- Exercise aim: Images excluded, reproduce each line of the records exactly as it stands.

------ The input ------

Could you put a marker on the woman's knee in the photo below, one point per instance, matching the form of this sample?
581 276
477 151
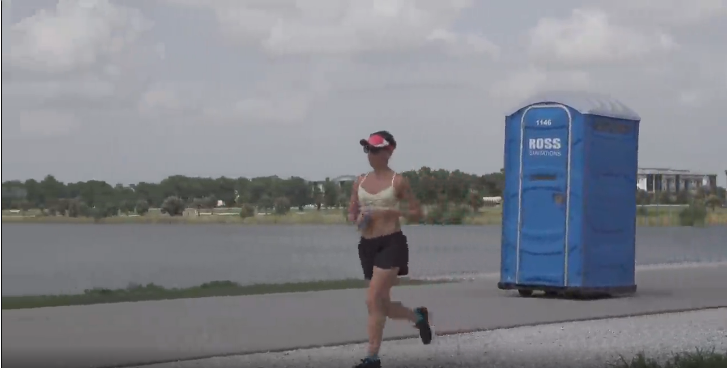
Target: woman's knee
377 301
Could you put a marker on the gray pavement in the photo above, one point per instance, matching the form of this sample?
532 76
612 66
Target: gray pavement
575 344
145 332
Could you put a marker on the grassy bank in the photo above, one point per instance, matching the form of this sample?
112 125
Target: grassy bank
653 216
695 359
137 293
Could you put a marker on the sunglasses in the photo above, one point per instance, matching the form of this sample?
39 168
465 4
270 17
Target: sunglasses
373 150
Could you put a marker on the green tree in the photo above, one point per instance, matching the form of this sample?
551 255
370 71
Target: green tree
173 206
265 203
247 210
281 205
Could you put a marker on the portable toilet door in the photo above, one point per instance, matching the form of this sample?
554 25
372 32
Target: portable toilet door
546 134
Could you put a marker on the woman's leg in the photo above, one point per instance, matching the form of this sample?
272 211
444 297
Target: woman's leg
377 301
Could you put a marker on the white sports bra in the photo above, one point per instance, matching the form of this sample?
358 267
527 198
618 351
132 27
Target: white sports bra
383 200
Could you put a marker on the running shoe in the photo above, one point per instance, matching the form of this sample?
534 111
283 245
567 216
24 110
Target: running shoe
368 363
425 330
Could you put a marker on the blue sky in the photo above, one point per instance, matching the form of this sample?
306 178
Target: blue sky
135 90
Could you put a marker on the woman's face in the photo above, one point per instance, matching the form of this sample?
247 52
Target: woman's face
378 158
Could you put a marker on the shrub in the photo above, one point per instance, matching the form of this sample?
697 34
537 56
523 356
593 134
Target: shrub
141 208
281 205
246 211
173 206
693 215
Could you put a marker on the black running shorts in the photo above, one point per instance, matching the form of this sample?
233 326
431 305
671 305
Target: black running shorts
385 252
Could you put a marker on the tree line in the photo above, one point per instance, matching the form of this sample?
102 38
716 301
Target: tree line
271 193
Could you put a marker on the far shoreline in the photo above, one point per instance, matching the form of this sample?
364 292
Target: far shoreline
487 217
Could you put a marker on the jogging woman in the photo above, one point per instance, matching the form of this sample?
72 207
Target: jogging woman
383 248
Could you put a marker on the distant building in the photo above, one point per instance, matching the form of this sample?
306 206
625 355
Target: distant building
674 181
338 180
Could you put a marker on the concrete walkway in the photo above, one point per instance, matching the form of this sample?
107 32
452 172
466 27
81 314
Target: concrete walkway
134 333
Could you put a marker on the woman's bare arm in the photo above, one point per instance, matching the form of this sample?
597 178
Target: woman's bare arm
413 212
353 205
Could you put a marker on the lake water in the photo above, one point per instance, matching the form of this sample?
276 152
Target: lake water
65 258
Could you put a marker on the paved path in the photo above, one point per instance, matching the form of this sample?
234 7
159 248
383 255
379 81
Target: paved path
577 344
133 333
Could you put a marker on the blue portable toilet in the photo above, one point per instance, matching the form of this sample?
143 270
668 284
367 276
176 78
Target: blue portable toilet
569 203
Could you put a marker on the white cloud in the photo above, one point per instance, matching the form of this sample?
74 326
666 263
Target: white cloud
670 12
47 122
76 34
589 36
523 83
345 27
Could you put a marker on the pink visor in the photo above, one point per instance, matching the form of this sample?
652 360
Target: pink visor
376 141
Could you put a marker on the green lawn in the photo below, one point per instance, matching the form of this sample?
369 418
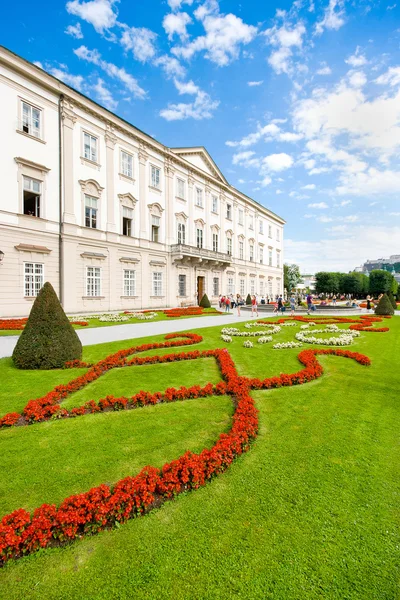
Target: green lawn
310 512
160 317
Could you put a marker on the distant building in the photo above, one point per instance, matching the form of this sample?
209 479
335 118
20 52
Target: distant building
388 264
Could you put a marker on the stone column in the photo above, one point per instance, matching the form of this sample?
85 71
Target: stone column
207 233
110 140
169 171
190 236
68 119
143 158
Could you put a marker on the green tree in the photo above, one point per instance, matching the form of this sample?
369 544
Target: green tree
384 306
48 339
204 302
380 282
291 276
327 282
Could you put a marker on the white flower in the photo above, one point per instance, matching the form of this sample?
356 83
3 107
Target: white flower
264 339
226 338
248 344
283 345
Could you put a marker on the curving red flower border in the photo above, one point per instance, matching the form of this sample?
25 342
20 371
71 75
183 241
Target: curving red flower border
105 506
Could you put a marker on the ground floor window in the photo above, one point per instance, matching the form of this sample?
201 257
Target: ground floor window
93 281
215 286
157 284
182 285
33 278
129 282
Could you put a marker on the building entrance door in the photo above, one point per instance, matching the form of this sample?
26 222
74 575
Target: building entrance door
201 286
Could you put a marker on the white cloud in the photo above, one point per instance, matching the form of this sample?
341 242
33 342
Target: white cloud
334 17
346 252
140 41
75 81
170 65
176 4
318 205
188 87
225 34
391 77
176 24
265 182
285 38
201 108
104 95
277 162
357 59
99 13
357 79
324 70
75 31
266 133
94 57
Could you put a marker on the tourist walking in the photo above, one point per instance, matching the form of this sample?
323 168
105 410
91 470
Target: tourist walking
239 302
309 303
292 301
254 306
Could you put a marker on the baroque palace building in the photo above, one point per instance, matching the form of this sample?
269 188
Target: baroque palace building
112 218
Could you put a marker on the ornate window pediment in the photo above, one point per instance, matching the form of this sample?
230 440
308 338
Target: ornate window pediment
91 187
155 209
127 200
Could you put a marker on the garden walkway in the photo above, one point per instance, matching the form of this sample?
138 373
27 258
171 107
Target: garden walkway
100 335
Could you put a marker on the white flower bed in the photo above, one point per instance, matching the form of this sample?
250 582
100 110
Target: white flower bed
236 333
265 339
143 316
226 338
284 345
345 339
113 318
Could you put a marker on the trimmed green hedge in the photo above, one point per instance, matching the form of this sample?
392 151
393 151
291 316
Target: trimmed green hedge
48 339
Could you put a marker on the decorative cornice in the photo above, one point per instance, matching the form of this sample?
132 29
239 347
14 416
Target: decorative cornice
31 248
24 162
128 199
91 187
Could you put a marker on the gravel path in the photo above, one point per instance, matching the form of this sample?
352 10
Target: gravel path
100 335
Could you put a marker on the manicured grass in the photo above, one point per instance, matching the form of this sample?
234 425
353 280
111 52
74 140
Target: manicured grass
160 317
311 511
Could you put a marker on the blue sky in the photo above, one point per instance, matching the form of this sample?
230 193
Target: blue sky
297 102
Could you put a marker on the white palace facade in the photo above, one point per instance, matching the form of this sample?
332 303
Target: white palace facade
112 218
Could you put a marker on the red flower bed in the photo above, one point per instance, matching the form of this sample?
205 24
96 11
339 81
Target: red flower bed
102 507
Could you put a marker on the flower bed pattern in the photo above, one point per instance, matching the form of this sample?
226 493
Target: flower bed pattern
105 506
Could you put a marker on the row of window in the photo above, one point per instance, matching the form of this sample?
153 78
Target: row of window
32 124
34 280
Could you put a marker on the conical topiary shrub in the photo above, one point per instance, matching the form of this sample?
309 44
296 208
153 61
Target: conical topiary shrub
48 339
384 306
392 300
204 302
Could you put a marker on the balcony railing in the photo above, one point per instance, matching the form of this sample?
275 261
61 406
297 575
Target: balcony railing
203 253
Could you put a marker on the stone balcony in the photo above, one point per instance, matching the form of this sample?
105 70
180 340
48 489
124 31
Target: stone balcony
185 254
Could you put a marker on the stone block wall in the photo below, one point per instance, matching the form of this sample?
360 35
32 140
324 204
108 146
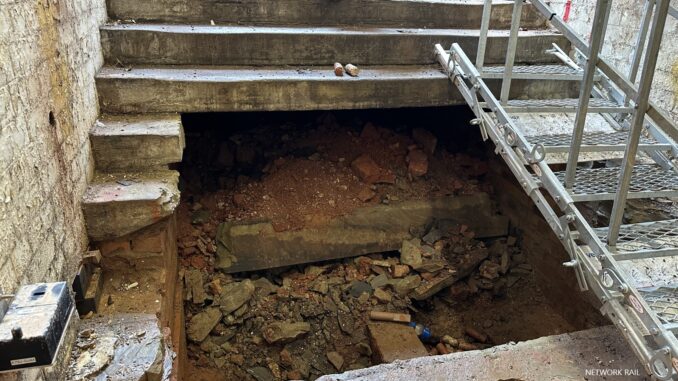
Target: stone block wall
49 53
620 41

------

- Task solution:
Could you put a marker on the woman's knee in the photo below, one point per instance, matching the form of this sample?
581 276
477 151
Target: woman's knee
377 301
Could you put a marker on the gray pavement in the photo above, one point per instance, matching the form of this sample?
532 76
612 66
Target: gray pavement
575 344
145 332
Could you put a marker on the grassy bank in the photo above, one point per instance, matching the form of this sample?
112 125
Target: grassy bank
653 216
695 359
137 293
Could you put a marker on the sunglasses in the photo above, one point per instance, matching the form of this sample?
39 168
465 4
270 17
Target: sunglasses
373 150
Could you put a marker on the green tree in the photo above, one point per instance, matching the form of this sample?
551 255
370 71
Target: green tree
173 206
265 203
247 210
281 205
Could you put a marker on the portable toilet door in the photo above, one point per instance, matching the form of this sample?
554 25
372 32
Target: portable toilet door
546 134
Could you put a marker on the woman's leg in the photo above, one point per instance, matching the form of this sample?
272 211
444 297
Target: woman's leg
377 301
Could you put a marker on the white sports bra in the photo above, one point per instance, matching the form of this sample?
358 267
527 198
618 351
132 27
Target: white sports bra
383 200
Could you put a marker on the running shoe in the photo above, one point per instance, matching the form of this sample?
534 111
283 245
567 216
24 110
Target: running shoe
368 363
425 330
Could you put a marker on the blue sky in the photo above, one point per instance, matching the form of this sample?
306 178
Target: blue sky
135 90
Could you put a marker on the woman's face in the photo above, one point per instance, matching the form of this sample?
247 52
Target: woman's face
378 158
Could you put a marker on the shrub in the photo above, one point per instance, matching the form of this sample?
697 34
537 56
523 356
593 134
Target: shrub
141 208
281 205
246 211
173 206
693 215
Could you put a marker on the black running shorts in the photo above, one point per instance, matching the form of this sample?
233 326
431 305
671 305
Target: black running shorts
385 252
Could you put a marker on the tree line in the photo above, one point per instance, matching the form of this sample?
102 38
716 301
Target: tree line
271 193
Could you put a marker on the far shoreline in the photo above, one point per instance, matching the form of this sample?
364 292
Target: far shoreline
487 217
Could you put a marker on the jogging woman in the photo above, one point per instance, matching the form of this sample?
72 207
Target: jogging woman
383 248
Could you put a marker on the distant building in the photo above, one point per instance, matching the form of this sample?
306 206
625 355
Target: distant building
674 181
338 180
Could you put a marker on the concrete walkway in the photo above, one point per instance, matching the form of this sample?
107 32
452 172
466 27
81 314
Target: concrete walkway
134 333
Could you put a marker on the woman's bare arm in the photo above, one point per instance, matching the form of this sample?
597 178
Target: woman's bare arm
413 212
353 205
Could you put a marker on the lake water in the photo above, one point per instance, matching the form of this sample?
276 152
Target: lake water
65 258
Could you put a marker on the paved path in the photo above, one point per instance, matching the form of this sample?
234 7
159 248
383 255
379 81
Target: paved path
577 344
133 333
Could you put a marker on the blue portable toilet in the photo above, one point per instance, matching the form of this sample?
143 270
668 284
367 276
176 78
Target: blue portable toilet
569 203
Could you put a marker on the white cloud in the photo above, one point per instance, matching the form of this sample?
74 326
666 263
Target: white cloud
670 12
47 122
76 34
589 36
523 83
345 27
Could you put a marker on the pink visor in the photo above, one point per instance, matching the form of this sample?
652 360
Target: pink visor
376 141
Could you put a marker on the green lawn in the photo below, one point per instance, matching the form of this sample?
369 418
Target: green lawn
310 512
160 317
Could you put a marker on the distant building in the photo above, one point per instance, matching the form of this sample?
209 479
335 118
20 52
Target: distant building
388 264
Could you put a marker on the stone column in the photo above, one point per instance, matching the form of this sample?
85 71
Target: stone column
207 233
110 140
169 171
190 236
68 119
143 158
Could you put a marker on the green tree in the photo above, one point per instance, matching the form of this sample?
369 544
Target: green tree
384 306
48 339
204 302
380 282
291 276
327 282
Could you put a marker on the white flower in the photo above, one point per instance, matching the form of this sample?
356 83
3 107
Target: white flower
264 339
226 338
248 344
283 345
Could you put a marker on the curving red flower border in the photo above, one point per instance, matching the form of this sample?
25 342
20 371
71 75
183 241
Target: curving red flower border
105 506
Could you put a marker on the ground floor window in the photo above, one point per instance, matching the form of this sample?
201 257
Target: ground floor window
93 281
215 286
157 284
182 285
33 278
129 282
Could you put a marker on the building entrance door in the photo above, one point per instance, matching the form of this sample?
26 222
74 575
Target: building entrance door
201 286
Could you put a marker on the white cloud in the photo above, one point per instance, matching the form of this sample?
341 242
33 342
Target: white cloud
334 17
346 252
140 41
75 81
170 65
176 4
318 205
188 87
225 34
391 77
176 24
265 182
285 38
201 108
104 95
277 162
357 59
99 13
357 79
324 70
75 31
266 133
94 57
Could you put a marker on the tourist walking in the photo above, one point per instance, matching the form of this sample?
323 168
105 410
91 470
Target: tourist walking
239 302
309 303
292 301
254 306
Could you put a marker on the baroque palace building in the photo above, one point per instance, matching the form of this sample?
269 188
Target: baroque palace building
112 218
Could you put a marker on the ornate window pediment in the photo above, one point per instance, matching the form of this sample?
230 440
308 338
Target: ornate window pediment
91 187
155 209
127 200
Could you put a marker on the garden walkway in the photo above, one point per instance, matching the form of this sample?
138 373
27 258
171 107
Target: garden walkway
100 335
Could you put a marker on the white flower bed in the photo above, one point per instance, matching the form of this sample?
250 582
100 110
Target: white flower bed
236 333
265 339
143 316
226 338
284 345
345 339
113 318
Could you put a marker on the trimmed green hedge in the photo above, one point per instance, matching the form of this sample?
392 151
393 151
291 316
Target: trimmed green hedge
48 339
Could you put a marker on the decorative cornice in the photo above, one point per instance, matching the form of this sample?
132 29
239 347
14 416
Target: decorative cornice
31 248
24 162
128 199
91 187
Could you put a marker on the gravel path in the photo above, one point per instance, matching the form of this sample?
352 10
Target: gravel path
100 335
Could you put a marker on the manicured grass in the photo above, one point per instance, matching the form of this sample?
234 425
353 280
111 52
74 140
Target: manicured grass
160 317
311 511
Could you put a marker on the blue sky in the photo above, one point per instance, matching the form of this sample?
230 193
Target: blue sky
297 102
Could you put a marker on the white palace facade in the photo above, one point per instance, matching the form of this sample?
332 303
Target: white palace facade
112 218
Could you put a marker on the red flower bed in the photo above, one point per instance, matching the form of this sample?
205 24
96 11
339 81
Target: red flower bed
102 507
Could you put a marker on the flower bed pattern in the photo above, one point per instance, matching the form of this sample?
226 493
Target: flower bed pattern
105 506
Could you put a marker on the row of window in the photo above, one point per instance, matching the form of this sample?
153 78
Target: row of window
32 124
34 280
Could you put a marker on the conical topiary shrub in the photo above, one point per instance, matching the form of this sample?
309 44
296 208
153 61
Target: conical topiary shrub
48 339
384 306
392 300
204 302
Could you put a marker on the balcony railing in the photo above, one point per instance, matching the form of this sample?
275 261
61 406
297 575
Target: balcony railing
203 253
Could you put a marker on the stone balcony in the photo above, one point per instance, matching the form of this sample?
105 70
180 340
48 489
124 31
Target: stone balcony
185 254
Could you put a marker on the stone block wall in the photo below, one point per instance, matching the form of this sample?
360 35
32 140
324 204
108 146
Target: stone block wall
49 53
620 41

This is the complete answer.